*WORK REQUIRED:*
Look through the data below. Show each line where the string "shaped" occurs.

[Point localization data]
━━━
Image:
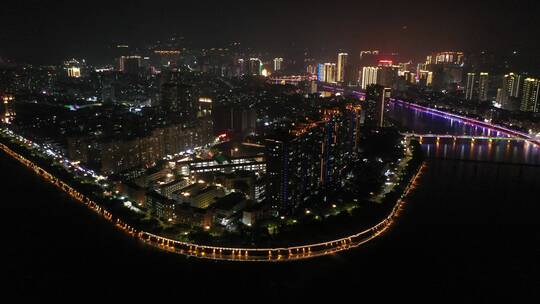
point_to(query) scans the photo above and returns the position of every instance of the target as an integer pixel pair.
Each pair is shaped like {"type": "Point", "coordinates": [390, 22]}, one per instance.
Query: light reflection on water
{"type": "Point", "coordinates": [463, 149]}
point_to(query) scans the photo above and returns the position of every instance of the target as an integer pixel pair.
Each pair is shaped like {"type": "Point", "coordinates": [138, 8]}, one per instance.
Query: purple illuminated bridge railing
{"type": "Point", "coordinates": [472, 121]}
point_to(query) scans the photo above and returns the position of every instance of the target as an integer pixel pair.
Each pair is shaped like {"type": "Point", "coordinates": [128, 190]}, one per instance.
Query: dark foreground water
{"type": "Point", "coordinates": [469, 232]}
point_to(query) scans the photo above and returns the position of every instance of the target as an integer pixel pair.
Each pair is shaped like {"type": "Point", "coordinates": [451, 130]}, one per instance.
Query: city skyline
{"type": "Point", "coordinates": [83, 30]}
{"type": "Point", "coordinates": [270, 150]}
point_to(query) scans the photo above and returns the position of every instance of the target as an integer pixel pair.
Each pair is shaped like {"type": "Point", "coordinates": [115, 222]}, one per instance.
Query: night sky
{"type": "Point", "coordinates": [50, 31]}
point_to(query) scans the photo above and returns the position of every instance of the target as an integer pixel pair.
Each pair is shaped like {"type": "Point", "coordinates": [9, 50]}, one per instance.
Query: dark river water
{"type": "Point", "coordinates": [469, 232]}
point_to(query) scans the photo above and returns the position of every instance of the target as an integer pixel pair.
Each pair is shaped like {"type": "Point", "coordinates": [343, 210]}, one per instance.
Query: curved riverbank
{"type": "Point", "coordinates": [228, 253]}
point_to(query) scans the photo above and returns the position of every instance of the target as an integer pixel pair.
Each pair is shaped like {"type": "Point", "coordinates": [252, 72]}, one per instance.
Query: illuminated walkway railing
{"type": "Point", "coordinates": [229, 253]}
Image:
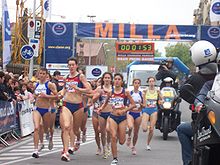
━━━
*REPLY:*
Each pair is shaped like {"type": "Point", "coordinates": [390, 22]}, one per instance.
Each pair is shaped like {"type": "Point", "coordinates": [138, 8]}, one per instance.
Each pair is shaped like {"type": "Point", "coordinates": [128, 190]}, one per instance.
Each pair is shaped like {"type": "Point", "coordinates": [451, 130]}, one per instance.
Each pair is shaped like {"type": "Point", "coordinates": [115, 222]}, one per instance.
Each pair is shaped like {"type": "Point", "coordinates": [9, 50]}, one per instance.
Each pair is shaped like {"type": "Point", "coordinates": [343, 210]}, one per instance.
Each pair is shaped like {"type": "Point", "coordinates": [252, 72]}, one per instance.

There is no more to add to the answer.